Required work:
Scale the x,y coordinates in the answers of the material below by 1.4, rounding each to a whole number with halves rounded up. Write out every line between the lines holding "Reviewer note: confirm that every instance of the flying" and "Reviewer note: confirm that every instance of the helicopter", inclusive, leaving all other text unchanged, and give only those lines.

Supplied data:
--- BEGIN ---

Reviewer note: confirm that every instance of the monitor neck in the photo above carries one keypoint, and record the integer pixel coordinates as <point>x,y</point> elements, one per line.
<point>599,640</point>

--- END ---
--- BEGIN ---

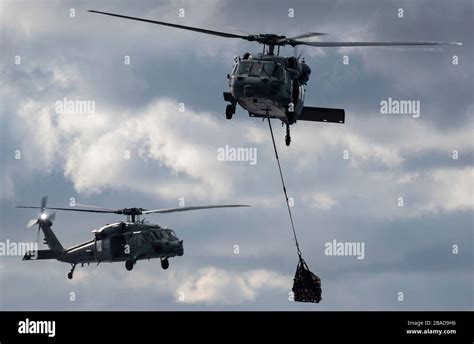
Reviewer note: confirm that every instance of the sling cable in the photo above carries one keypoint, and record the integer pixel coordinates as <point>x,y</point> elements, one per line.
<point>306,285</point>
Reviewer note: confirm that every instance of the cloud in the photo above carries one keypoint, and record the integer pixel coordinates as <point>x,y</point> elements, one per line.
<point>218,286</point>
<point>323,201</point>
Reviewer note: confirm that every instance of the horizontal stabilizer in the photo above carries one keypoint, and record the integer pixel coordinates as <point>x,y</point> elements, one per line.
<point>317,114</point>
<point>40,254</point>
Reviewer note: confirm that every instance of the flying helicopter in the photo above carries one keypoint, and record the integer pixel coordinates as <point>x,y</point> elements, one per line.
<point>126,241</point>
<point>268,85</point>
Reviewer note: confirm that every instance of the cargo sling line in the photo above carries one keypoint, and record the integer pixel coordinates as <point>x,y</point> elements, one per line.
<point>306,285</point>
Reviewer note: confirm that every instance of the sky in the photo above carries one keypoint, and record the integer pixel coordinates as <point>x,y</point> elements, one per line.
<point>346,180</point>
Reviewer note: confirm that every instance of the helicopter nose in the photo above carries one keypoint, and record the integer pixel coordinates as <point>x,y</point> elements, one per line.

--- END ---
--- BEGIN ---

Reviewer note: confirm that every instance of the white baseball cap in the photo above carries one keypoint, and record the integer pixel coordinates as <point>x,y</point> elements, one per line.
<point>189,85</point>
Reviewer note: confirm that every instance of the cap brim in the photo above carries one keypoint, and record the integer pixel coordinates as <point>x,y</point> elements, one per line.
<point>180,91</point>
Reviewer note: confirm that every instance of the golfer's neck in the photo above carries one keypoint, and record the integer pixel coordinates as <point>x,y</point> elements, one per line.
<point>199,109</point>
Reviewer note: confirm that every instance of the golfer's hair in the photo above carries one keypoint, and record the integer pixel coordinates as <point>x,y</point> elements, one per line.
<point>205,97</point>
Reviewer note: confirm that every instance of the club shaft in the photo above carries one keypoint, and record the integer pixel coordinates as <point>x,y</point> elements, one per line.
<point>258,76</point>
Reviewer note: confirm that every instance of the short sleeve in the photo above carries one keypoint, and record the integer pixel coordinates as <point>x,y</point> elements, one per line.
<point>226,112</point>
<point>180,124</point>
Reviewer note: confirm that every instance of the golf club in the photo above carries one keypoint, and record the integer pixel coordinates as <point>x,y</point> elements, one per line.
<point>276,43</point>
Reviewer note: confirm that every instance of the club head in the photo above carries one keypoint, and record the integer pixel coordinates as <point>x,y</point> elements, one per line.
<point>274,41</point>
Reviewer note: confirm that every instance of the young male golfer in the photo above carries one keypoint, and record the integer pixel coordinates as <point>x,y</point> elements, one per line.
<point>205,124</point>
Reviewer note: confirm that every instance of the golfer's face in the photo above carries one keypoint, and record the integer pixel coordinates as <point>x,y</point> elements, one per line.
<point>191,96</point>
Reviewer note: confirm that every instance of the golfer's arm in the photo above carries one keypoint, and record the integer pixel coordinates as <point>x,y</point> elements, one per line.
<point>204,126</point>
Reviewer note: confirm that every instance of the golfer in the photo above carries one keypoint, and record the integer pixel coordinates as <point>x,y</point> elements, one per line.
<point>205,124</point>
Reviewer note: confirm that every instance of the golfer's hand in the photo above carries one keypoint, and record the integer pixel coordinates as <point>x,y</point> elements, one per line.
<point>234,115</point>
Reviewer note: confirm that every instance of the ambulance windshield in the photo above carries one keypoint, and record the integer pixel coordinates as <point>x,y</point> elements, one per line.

--- END ---

Problem solution:
Reviewer note: confirm that every instance of the flying helicopter in the photo above carries one keypoint, and record the integer pixel coordinates as <point>x,y</point> elements, one per line.
<point>176,337</point>
<point>375,119</point>
Reviewer note: confirm that every instance of the cargo sling line in the photo above carries one keypoint, and record the integer pixel coordinates as <point>x,y</point> elements, one per line.
<point>428,399</point>
Reviewer note: confirm that every instance of the sky in the photo above carries one keypoint, and record the integer pixel coordinates as <point>x,y</point> elements, one per line.
<point>484,252</point>
Reviewer note: confirm that every instance of the helicopter nose in the photo above carries one keypoint, and record the integer pixel coordinates as <point>x,y</point> elements, one per line.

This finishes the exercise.